Produce an exact transcription of the listing below, omitting the pictures.

═════ Source material ═════

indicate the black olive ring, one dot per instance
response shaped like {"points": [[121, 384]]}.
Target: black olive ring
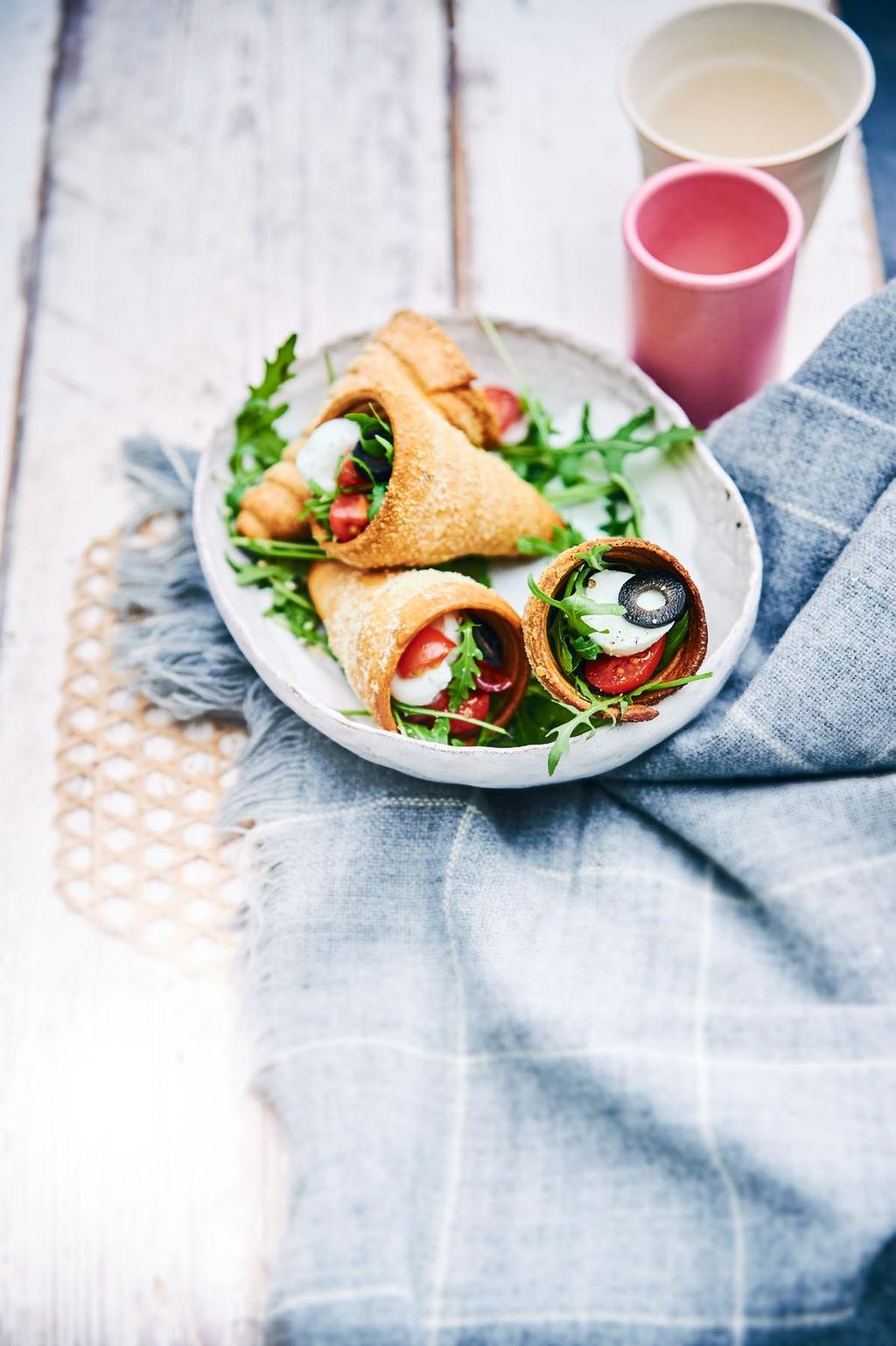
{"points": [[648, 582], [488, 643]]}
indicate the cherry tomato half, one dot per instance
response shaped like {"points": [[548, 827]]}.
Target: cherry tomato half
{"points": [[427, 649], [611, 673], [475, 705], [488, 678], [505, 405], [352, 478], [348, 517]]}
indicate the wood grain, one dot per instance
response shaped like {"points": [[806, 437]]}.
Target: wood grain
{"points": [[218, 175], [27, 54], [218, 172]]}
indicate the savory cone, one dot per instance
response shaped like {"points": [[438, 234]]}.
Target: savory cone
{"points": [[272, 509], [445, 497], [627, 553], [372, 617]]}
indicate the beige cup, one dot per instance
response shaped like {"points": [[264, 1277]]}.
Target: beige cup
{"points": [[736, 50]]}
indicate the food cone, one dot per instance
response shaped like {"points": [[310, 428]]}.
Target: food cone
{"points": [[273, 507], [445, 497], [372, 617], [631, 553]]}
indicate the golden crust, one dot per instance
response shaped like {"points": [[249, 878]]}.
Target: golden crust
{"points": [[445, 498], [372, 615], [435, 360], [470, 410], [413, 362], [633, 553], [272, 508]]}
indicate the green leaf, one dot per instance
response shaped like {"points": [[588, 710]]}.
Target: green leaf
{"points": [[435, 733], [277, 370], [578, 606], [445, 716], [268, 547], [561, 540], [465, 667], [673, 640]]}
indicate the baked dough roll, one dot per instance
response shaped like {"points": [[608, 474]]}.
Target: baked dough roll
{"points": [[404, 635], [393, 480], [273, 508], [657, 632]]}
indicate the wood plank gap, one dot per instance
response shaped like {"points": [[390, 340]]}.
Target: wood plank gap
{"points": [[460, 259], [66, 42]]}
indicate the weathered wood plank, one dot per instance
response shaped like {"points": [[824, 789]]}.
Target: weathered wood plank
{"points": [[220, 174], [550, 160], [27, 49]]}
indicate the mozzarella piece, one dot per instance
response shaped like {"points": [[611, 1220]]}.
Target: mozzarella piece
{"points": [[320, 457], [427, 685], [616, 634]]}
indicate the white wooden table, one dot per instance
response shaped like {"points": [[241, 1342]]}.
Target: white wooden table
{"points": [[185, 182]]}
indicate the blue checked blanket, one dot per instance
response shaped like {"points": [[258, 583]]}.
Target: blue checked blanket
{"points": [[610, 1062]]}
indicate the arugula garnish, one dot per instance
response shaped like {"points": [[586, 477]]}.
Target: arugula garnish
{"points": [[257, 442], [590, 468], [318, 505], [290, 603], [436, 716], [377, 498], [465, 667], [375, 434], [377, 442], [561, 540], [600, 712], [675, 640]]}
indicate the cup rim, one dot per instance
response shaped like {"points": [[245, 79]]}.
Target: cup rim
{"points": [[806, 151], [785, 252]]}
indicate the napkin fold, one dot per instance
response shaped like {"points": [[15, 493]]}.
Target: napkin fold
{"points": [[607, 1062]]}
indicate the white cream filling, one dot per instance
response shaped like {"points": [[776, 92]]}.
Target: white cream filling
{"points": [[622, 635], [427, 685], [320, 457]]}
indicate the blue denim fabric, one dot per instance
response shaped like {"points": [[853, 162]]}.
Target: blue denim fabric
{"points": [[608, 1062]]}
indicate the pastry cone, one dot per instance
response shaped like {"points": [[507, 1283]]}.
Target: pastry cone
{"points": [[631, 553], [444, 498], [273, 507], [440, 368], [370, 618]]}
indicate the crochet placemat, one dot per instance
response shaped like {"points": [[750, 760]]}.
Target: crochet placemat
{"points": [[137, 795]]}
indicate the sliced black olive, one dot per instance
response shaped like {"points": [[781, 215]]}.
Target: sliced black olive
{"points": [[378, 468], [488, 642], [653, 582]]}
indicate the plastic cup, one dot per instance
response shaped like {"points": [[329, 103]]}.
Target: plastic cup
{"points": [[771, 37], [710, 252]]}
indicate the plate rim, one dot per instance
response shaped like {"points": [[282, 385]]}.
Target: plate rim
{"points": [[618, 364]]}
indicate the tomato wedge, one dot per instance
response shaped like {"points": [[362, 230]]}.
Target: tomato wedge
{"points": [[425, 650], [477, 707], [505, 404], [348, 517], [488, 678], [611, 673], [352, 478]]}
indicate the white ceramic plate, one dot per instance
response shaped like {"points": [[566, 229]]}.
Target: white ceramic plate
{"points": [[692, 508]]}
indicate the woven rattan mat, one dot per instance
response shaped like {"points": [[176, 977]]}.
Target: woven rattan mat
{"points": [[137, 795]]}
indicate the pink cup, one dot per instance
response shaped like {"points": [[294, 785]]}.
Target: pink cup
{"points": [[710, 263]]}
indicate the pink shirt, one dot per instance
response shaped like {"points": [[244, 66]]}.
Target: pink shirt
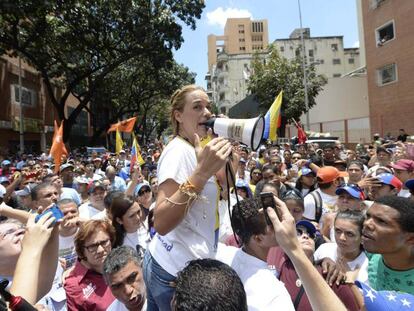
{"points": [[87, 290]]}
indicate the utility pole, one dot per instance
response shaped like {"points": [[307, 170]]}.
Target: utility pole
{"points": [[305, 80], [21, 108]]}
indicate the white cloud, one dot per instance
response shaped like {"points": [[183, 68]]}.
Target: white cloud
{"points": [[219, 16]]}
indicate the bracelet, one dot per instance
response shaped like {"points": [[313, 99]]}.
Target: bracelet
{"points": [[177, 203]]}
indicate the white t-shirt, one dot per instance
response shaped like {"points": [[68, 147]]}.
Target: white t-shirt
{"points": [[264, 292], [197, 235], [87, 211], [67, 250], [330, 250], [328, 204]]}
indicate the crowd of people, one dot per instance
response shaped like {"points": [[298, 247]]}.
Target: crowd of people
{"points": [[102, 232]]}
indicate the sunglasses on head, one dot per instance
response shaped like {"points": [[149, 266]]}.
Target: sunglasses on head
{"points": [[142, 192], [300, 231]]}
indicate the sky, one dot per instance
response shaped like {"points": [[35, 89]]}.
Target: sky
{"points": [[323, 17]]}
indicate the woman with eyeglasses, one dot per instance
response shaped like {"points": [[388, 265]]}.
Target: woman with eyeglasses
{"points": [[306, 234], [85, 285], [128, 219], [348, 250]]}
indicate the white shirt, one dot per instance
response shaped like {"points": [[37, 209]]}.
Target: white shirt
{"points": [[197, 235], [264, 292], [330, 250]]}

═════

Task output:
indicate the black olive ring, one dot per instance
response shaped like {"points": [[121, 384]]}.
Target: black olive ring
{"points": [[648, 582], [488, 643]]}
indicate the cherry tomato half, one dot per instance
response shaped like {"points": [[548, 827]]}.
Target: cherry tomato half
{"points": [[427, 649], [611, 673], [475, 705], [488, 678], [505, 405], [352, 478], [348, 517]]}
indicate the wood grain, one dot per instance
response shaped like {"points": [[806, 437]]}.
Target: wood grain
{"points": [[218, 175], [27, 54], [218, 172]]}
indicate the savory cone, one dot per instance
response shaped like {"points": [[438, 234]]}.
Target: savory cone
{"points": [[272, 509], [445, 497], [627, 553], [372, 617]]}
indicate the beige cup, one dot per instance
response shaped like {"points": [[264, 1277]]}.
Target: beige cup
{"points": [[736, 50]]}
indicate the food cone, one dot per instance
response shaped like {"points": [[310, 428]]}.
Target: food cone
{"points": [[273, 507], [445, 497], [372, 617], [631, 553]]}
indicate the golden crust, one dot per instance
response shaped like {"points": [[249, 878]]}.
Target: golden crust
{"points": [[445, 498], [372, 615], [435, 360], [470, 410], [413, 362], [633, 553], [272, 508]]}
indicate the green leaf, one dot per instance
response shaped like {"points": [[588, 710]]}.
Target: green leaf
{"points": [[435, 733], [277, 370], [578, 606], [445, 716], [268, 547], [561, 540], [465, 667], [673, 640]]}
indicate the baked dough roll, one dot per instance
response shaped like {"points": [[608, 474]]}.
Target: baked dough roll
{"points": [[404, 635], [393, 480], [273, 508], [657, 632]]}
indicate the wood plank gap, one dot per instance
response shaped like {"points": [[390, 340]]}.
Target: wood plank gap
{"points": [[460, 259], [66, 42]]}
indicate the weathered wood plank, one dot per instance
response shaped like {"points": [[824, 789]]}.
Target: weathered wood plank
{"points": [[220, 174], [550, 160], [27, 49]]}
indicate the mozzarella piece, one dot per instance
response shaped like {"points": [[611, 1220]]}.
Target: mozzarella piece
{"points": [[320, 457], [427, 685], [616, 634]]}
indicate the white wooden table, one dot per instance
response shaped like {"points": [[241, 1342]]}.
Target: white wooden table
{"points": [[185, 182]]}
indicate the blue checked blanket, one dot per instance
response shaped like {"points": [[258, 583]]}.
Target: blue checked blanket
{"points": [[610, 1062]]}
indicate the arugula garnish, one dot per instance
response shaped like {"points": [[586, 477]]}.
Target: arugula garnish
{"points": [[257, 442], [590, 468], [318, 505], [290, 603], [436, 716], [377, 498], [465, 667], [375, 434], [377, 442], [561, 540], [600, 712], [675, 640]]}
indicate the cup rim, one dot per instance
response shaped like {"points": [[245, 79]]}.
Target: cup rim
{"points": [[806, 151], [785, 252]]}
indicate the napkin fold, one dot per instance
response shaped like {"points": [[15, 493]]}.
Target: napkin fold
{"points": [[607, 1062]]}
indicate the white cream filling, one dot per instance
response shaped like {"points": [[776, 92]]}.
Target: white cream filling
{"points": [[622, 635], [427, 685], [320, 457]]}
indicate the blue denim fabric, one dot per instance
response shaped like {"points": [[853, 162]]}.
Target: blue denim fabric
{"points": [[608, 1062]]}
indicate the pastry cone, one dot per instance
response shaped like {"points": [[507, 1283]]}.
Target: pastry cone
{"points": [[631, 553], [444, 498], [273, 507], [440, 368], [370, 618]]}
indicate the crochet placemat, one dot per instance
response shaped like {"points": [[750, 760]]}.
Target: crochet placemat
{"points": [[137, 795]]}
indicate the sliced black olive, one dot per instance
response shaped like {"points": [[781, 215]]}.
Target: sliced black olive
{"points": [[378, 468], [488, 642], [653, 582]]}
indicate the plastic cup, one dot per instance
response shaped like {"points": [[329, 103]]}.
Target: plastic cup
{"points": [[771, 37], [710, 252]]}
indicate the plate rim, one dot per instance
response shaped like {"points": [[282, 385]]}.
Target: plate rim
{"points": [[618, 364]]}
indicate the tomato wedge, one dot per instance
response shaped like {"points": [[362, 230]]}.
Target: tomato wedge
{"points": [[425, 650], [477, 707], [505, 404], [348, 517], [488, 678], [611, 673], [352, 478]]}
indicate the white ceramic plate, one dot per instance
response shaped like {"points": [[566, 229]]}.
Target: white ceramic plate
{"points": [[692, 508]]}
indicate the woven rattan mat, one dot per instance
response shaped like {"points": [[176, 977]]}.
Target: woven rattan mat
{"points": [[137, 795]]}
indicate the pink cup, one dot per instance
response shaped like {"points": [[294, 785]]}.
Target: pink cup
{"points": [[710, 263]]}
indicate the pink shirt, one dot per instance
response shaped like {"points": [[244, 66]]}.
Target: pink shirt
{"points": [[87, 290]]}
indicate the utility pole, one dot per instance
response shaped like {"points": [[307, 170]]}.
Target: utility pole
{"points": [[305, 80], [21, 108]]}
indicate the white cloud, one dot per instance
response shaped like {"points": [[183, 68]]}.
Target: white cloud
{"points": [[219, 16]]}
indicate the bracelet, one dot per instance
response shaped like {"points": [[313, 99]]}.
Target: bracelet
{"points": [[177, 203]]}
indicate the white t-shirt, one dot per instance
response shaped like {"points": [[68, 147]]}.
Target: white t-shirt
{"points": [[264, 292], [197, 235], [87, 211], [67, 250], [330, 250], [328, 204]]}
indicate the crowd of people, one dot per instance
response shaped like {"points": [[298, 247]]}.
Target: crowd of people
{"points": [[102, 232]]}
indicate the sunglasses on head, one dot per instance
response shaped like {"points": [[149, 266]]}.
Target: sunglasses on head
{"points": [[142, 192], [300, 231]]}
indicate the sky, one dot per instance
response shaped like {"points": [[35, 89]]}.
Target: sky
{"points": [[323, 17]]}
indicate the woman with eyeglasses, one dot per instance
response shaped like {"points": [[388, 265]]}.
Target: woman with eyeglasses
{"points": [[306, 234], [85, 285], [128, 219], [348, 250]]}
indicate the white shirt, one dot per instance
response shaped like {"points": [[37, 209]]}.
Target: white shirt
{"points": [[197, 235], [264, 292], [330, 250]]}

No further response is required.